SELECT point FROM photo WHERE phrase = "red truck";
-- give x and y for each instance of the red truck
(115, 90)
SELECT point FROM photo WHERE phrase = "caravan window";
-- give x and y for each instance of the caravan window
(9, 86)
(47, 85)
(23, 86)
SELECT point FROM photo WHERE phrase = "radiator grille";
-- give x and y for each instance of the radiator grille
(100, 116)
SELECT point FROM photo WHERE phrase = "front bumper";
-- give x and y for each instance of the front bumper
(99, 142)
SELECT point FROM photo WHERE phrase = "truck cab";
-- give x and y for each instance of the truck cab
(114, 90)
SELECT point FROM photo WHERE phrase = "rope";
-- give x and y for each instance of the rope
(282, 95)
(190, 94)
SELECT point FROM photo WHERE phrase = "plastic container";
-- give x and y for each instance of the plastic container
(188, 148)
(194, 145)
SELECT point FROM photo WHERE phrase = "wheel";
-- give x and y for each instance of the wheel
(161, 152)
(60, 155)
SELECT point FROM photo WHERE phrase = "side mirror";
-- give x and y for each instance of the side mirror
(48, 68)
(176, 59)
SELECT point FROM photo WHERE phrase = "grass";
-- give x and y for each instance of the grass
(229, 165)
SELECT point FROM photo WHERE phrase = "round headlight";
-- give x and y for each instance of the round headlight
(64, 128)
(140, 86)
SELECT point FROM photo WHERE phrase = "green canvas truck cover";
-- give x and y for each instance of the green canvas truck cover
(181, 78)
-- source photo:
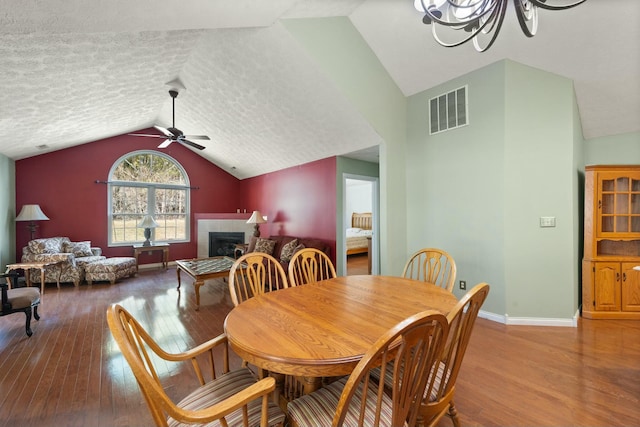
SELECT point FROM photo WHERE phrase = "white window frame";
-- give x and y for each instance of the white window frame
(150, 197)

***

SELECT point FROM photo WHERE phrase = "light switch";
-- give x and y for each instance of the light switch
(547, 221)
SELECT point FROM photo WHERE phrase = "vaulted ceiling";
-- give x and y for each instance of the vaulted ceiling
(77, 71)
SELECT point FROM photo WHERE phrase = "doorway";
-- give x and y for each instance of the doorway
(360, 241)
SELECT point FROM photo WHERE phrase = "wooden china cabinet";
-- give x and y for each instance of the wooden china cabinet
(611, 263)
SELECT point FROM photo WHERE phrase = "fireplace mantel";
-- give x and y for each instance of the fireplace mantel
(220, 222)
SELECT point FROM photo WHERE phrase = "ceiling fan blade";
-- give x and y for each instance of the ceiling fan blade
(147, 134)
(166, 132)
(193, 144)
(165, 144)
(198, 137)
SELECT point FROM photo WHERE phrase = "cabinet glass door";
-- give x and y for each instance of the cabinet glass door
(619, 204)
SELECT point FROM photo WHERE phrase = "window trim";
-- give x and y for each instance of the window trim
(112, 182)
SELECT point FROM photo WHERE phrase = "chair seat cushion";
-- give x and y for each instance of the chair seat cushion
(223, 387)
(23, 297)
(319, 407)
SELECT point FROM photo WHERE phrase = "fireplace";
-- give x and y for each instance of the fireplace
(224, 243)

***

What the exercise asks: Count the lines in the records above that contain the string "white", with case significant, and give only the number.

Result below: 2